**Natural language region descriptions**:
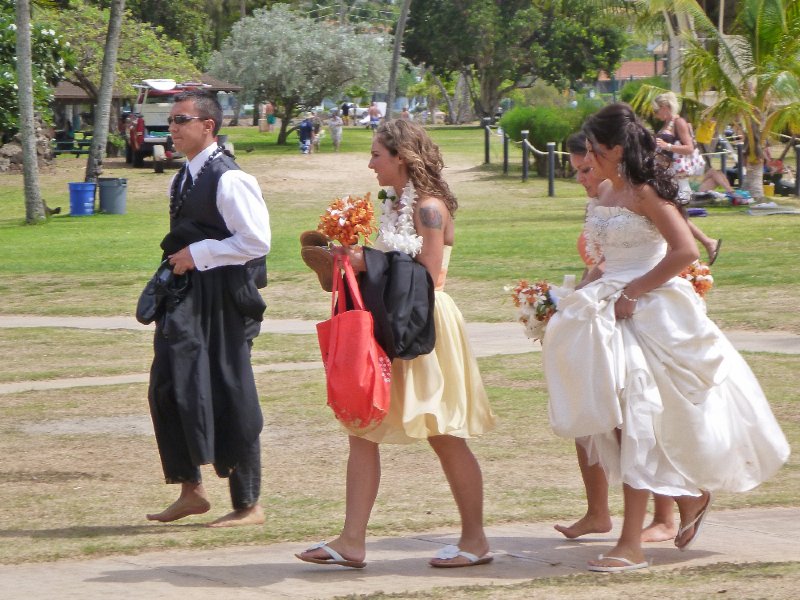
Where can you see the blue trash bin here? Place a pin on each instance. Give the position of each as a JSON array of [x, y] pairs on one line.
[[113, 193], [81, 199]]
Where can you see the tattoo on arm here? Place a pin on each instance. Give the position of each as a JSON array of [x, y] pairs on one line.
[[430, 217]]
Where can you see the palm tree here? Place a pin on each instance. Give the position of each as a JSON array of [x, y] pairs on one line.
[[749, 78], [398, 44], [34, 207]]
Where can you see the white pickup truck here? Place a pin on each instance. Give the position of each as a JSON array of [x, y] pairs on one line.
[[146, 129]]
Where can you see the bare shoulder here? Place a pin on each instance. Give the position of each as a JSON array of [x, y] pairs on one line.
[[432, 212]]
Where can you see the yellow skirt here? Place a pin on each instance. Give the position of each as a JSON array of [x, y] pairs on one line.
[[440, 393]]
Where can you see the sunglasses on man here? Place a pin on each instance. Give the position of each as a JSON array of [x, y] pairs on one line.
[[182, 119]]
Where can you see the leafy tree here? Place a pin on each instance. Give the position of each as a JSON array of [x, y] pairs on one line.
[[749, 78], [295, 61], [34, 207], [510, 44], [143, 52], [50, 58], [94, 163]]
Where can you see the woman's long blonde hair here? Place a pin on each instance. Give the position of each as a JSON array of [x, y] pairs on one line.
[[421, 156]]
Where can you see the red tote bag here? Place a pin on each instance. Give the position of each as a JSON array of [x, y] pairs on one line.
[[357, 370]]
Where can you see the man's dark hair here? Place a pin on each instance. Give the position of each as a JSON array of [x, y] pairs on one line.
[[576, 144], [207, 105]]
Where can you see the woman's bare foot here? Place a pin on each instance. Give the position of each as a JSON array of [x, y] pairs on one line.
[[253, 515], [659, 531], [190, 504], [634, 555], [588, 524]]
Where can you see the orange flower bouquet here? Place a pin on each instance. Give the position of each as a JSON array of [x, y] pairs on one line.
[[348, 220], [535, 306], [699, 275]]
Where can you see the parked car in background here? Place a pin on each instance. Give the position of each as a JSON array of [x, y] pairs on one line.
[[146, 130]]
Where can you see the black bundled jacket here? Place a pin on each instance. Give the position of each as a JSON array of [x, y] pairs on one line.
[[398, 291]]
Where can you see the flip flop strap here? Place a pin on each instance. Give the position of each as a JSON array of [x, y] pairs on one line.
[[324, 546], [624, 561]]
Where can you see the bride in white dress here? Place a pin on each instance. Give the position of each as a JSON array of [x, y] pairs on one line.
[[634, 365]]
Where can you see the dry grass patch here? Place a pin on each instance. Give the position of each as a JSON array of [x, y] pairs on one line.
[[81, 467]]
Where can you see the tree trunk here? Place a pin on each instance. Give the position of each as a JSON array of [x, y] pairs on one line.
[[102, 110], [398, 44], [287, 116], [754, 179], [34, 208], [451, 111]]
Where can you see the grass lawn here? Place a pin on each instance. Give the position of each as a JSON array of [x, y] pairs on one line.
[[80, 466]]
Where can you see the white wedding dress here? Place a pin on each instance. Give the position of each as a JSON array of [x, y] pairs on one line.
[[690, 413]]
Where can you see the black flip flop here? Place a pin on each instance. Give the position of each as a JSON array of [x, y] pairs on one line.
[[716, 252]]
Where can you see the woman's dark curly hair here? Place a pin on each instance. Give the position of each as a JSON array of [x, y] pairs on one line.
[[617, 125], [411, 142]]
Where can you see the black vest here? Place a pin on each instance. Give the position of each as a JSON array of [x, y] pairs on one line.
[[198, 217]]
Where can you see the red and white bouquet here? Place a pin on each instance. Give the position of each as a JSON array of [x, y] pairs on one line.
[[535, 306], [699, 275]]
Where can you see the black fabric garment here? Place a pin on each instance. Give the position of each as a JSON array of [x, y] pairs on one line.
[[399, 293], [187, 179], [202, 394]]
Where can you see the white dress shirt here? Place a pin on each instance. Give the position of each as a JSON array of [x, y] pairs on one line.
[[242, 206]]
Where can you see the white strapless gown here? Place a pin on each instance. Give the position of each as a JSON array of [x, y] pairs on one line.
[[691, 414]]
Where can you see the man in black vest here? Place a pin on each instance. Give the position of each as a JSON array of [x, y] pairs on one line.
[[202, 395]]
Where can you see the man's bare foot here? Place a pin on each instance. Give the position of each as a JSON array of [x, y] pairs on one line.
[[253, 515], [318, 554], [633, 558], [182, 507], [588, 524], [659, 532]]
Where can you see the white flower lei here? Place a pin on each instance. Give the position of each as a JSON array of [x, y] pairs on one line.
[[397, 222]]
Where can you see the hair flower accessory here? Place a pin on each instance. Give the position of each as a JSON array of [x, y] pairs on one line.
[[349, 219], [699, 275], [535, 306]]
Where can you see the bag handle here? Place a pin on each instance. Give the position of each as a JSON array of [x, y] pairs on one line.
[[340, 284]]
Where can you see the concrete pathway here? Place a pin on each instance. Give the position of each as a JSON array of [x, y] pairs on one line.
[[399, 564]]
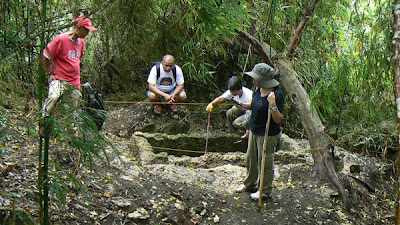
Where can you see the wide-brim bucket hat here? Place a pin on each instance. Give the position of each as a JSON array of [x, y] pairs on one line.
[[264, 75]]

**EXERCISE BRIEF**:
Write out every entry above exactly, minus the pictures.

**REPLY TO THE TASK**:
Where can you see the blue trash bin here? Place a pin on each instance. Give the position of each as a JSON array of [x, y] pairs on one line.
[[113, 193], [81, 199]]
Where can you see the tattoo on arm here? Place a pin on each instance. Give the position of each as a JSON array of [x, y] pairs on one line.
[[430, 217]]
Where can you see the palm tree here? Place a pin on each instance. Give the position of each as a JSON array of [x, y] pairs on one line.
[[749, 78], [398, 44], [34, 207]]
Where can you see the white pickup truck here? Place a pin on each instance. Give the position of each as a JSON array of [x, y] pairs on one line.
[[146, 129]]
Where can you see the bare shoulder here? Place a pin on each instance. Give the position of each as a JSON array of [x, y] pairs on one line.
[[432, 212]]
Where can you see the yellow skirt here? Place a pin on each instance. Give the position of each as a JSON array of [x, y] pairs on one line.
[[440, 393]]
Where can you see the sunglasses on man here? Place a pin on each instance. Give the position of each as a JSON array of [x, y] pairs on one line.
[[182, 119]]
Where can you see the leafy tree here? Place a pin on each instance. Give the position of each as a JSON array of [x, y] pairs on one line.
[[749, 78], [295, 61], [34, 207], [510, 44], [143, 52], [50, 58], [94, 163]]
Where can you see the woman's long blonde hair here? Place a pin on each instance. Give the position of each as a JSON array of [x, y] pairs on one line.
[[421, 156]]
Where can you see the red tote bag here? Place a pin on each instance. Give the position of each as a JSON array of [x, y] pairs on one line.
[[357, 370]]
Where can you see the man's dark hair here? Place a pin on each instance. Give the position of each as a JSON array of [x, y] pairs on one line.
[[576, 144], [207, 105]]
Where can you see the woman's bare foot here? Place a pin on each instance. Give the position of each as a JSON array of [x, y] pairs on one line.
[[253, 515], [659, 531], [190, 504], [634, 555], [588, 524]]
Where can you see the orange flower bouquet here? Place a pin on each instance. Give the position of each as a JSON array of [x, y] pairs on one line.
[[348, 220], [535, 306], [699, 275]]
Where can you see the parked car in background here? Place a pin on each instance. Give the position of each as a JSON array of [x, y] pairs on one line.
[[146, 130]]
Where can you see the black bundled jacket here? Place a pin on each instance. Give the position of each as a JSON array of [x, y] pairs on one line.
[[398, 291]]
Where can you see the flip flop strap here? Place a pin on each instance. Give the position of each as a JSON array of [x, y] pairs on one line.
[[324, 546], [624, 561]]
Where can you see the bride in white dress here? Place a pin on each instance. Give the position of each as a JSON array of [x, y] pairs on one line.
[[634, 365]]
Where can you see the dry grass patch here? Place a pin on each instance. Give the position of each as a JSON array of [x, y] pairs on one line.
[[81, 467]]
Where can you see the tree trunk here? Place a pin on each instance. Give the position of each as a JSON array of [x, y] pairs on one line.
[[102, 110], [398, 44], [287, 116], [754, 179], [34, 208], [451, 111]]
Where can you see the grass lawn here? Place a pin on each instance. Give the position of each as a JSON array of [x, y] pairs on one line.
[[80, 466]]
Where can you see the white wedding dress here? Place a pin on each instance. Give the position of each as a JSON array of [x, y] pairs on one line.
[[690, 413]]
Where can you see the black flip flop here? Place a pin on each instance. Give the position of each as a JSON array of [x, y] pairs on one line.
[[716, 252]]
Where can you see the woman's dark curly hair here? Place a pin on each instance. Give the position of each as a JSON array of [x, y] pairs on one line.
[[617, 125], [411, 142]]
Where can you see the black vest here? Place a pin on each instance. Give the position of each as a JSON array of [x, y] pairs on one line.
[[198, 217]]
Where can you see the red and white bouquet here? Place a pin on each instance. Give the position of each as a JSON array of [x, y] pairs on one line.
[[535, 306], [699, 275]]
Where can you see the black fabric garment here? Place a pin on each instance. Give the position of each as a JSON array of [x, y] pairs on one line.
[[399, 293], [187, 179], [202, 394]]
Where can you see the white dress shirt here? Place a pin on each instance. Give the position of each as a JSON array of [x, y] pairs on one line.
[[242, 206]]
Where can you see the white strapless gown here? Place a pin on each instance. Give the position of each as a JSON array of [x, y] pairs on one line.
[[691, 414]]
Where can you see the man in black vest here? Place a pin on each instance. Give the position of each as a JSON array of [x, y] pairs on one line.
[[202, 395]]
Where can you see the man's bare foot here? Place a pin on each instance. Give the position of each as a JSON array of [x, y] pairs on one line.
[[253, 515], [318, 554], [633, 558], [182, 507], [588, 524], [659, 532]]
Where can you see the white flower lei here? Place a pin on each instance. Give the position of each as a JSON array of [x, y] pairs on one line.
[[397, 222]]
Where can you see the hair flower accessory here? Place a pin on each instance. Give the position of each as a JSON array of [x, y] pairs on one line.
[[349, 219], [699, 275], [535, 306]]
Where can you see the bag handle here? Place a pin on each instance. Give the position of each as a JSON array of [x, y] pairs on one line.
[[340, 284]]
Where can you see the concrete pathway here? Place a pin on each instance. Give the position of each as a JSON array of [x, y] pairs on one line.
[[399, 564]]
Where can you see the wide-brim bucket hat here? Place a pin on each instance. Give the position of each as a JSON array of [x, y] pairs on one line.
[[264, 75]]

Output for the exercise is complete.